What the task asks – From the records below, copy every line that contains the word "snow".

Data entries:
= = = =

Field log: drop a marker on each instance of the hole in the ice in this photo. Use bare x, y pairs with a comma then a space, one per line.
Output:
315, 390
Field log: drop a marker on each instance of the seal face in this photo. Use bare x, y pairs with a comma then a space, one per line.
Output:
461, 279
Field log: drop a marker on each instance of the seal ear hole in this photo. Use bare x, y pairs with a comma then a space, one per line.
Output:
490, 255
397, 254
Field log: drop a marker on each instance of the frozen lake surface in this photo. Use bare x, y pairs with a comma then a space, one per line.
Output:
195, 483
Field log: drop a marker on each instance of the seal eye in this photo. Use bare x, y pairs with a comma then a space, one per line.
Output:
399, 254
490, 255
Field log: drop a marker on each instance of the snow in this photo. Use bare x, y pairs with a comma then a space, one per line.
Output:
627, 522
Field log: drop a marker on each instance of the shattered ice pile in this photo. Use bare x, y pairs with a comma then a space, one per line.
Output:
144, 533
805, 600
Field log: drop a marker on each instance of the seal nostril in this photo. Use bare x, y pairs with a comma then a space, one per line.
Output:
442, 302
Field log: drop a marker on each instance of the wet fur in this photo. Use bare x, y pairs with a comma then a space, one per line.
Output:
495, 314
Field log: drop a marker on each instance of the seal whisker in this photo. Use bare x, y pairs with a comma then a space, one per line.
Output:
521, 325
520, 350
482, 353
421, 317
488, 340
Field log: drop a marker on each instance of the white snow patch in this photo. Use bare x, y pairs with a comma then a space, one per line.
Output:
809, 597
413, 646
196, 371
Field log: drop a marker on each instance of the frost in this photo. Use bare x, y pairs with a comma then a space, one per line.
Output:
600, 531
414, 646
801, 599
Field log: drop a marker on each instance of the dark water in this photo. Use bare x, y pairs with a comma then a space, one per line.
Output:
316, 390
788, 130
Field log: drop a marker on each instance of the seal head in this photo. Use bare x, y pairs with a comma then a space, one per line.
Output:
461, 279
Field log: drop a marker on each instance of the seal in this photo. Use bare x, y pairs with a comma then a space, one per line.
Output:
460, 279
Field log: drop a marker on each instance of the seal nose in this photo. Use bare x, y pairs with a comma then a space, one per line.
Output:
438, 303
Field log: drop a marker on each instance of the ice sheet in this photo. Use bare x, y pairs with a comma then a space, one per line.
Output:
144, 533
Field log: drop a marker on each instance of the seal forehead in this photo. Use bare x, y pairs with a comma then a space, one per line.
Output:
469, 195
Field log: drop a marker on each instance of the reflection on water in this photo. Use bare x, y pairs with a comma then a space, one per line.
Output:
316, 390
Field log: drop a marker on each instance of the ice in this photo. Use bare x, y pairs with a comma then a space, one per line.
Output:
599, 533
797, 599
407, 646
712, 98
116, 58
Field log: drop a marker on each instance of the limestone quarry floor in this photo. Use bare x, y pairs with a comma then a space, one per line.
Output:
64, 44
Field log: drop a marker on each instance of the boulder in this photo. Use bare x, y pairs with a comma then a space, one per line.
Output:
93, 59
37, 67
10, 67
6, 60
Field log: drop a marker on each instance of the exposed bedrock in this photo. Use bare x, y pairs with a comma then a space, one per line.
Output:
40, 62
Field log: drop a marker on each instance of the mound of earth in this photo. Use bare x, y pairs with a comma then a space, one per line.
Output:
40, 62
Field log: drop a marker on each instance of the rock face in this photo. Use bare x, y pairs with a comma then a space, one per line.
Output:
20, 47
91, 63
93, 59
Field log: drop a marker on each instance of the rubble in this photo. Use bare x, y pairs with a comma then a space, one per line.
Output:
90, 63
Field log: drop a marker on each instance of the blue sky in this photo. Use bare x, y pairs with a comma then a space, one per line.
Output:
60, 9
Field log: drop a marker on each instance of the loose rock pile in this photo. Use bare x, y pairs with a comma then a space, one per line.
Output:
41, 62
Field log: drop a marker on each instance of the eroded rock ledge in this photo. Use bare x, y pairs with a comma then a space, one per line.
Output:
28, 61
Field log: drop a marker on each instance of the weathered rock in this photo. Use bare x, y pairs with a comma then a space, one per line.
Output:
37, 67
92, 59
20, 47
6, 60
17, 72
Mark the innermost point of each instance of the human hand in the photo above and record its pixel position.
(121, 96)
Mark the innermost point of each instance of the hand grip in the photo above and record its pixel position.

= = = =

Response –
Field log: drop a marker on each instance of the snow in this photo. Use bare x, y pairs with a comma then a space, one per line.
Field log: drop a marker on each instance of the white snow patch in this photo. Use bare x, y pairs with a comma then a space, one per line.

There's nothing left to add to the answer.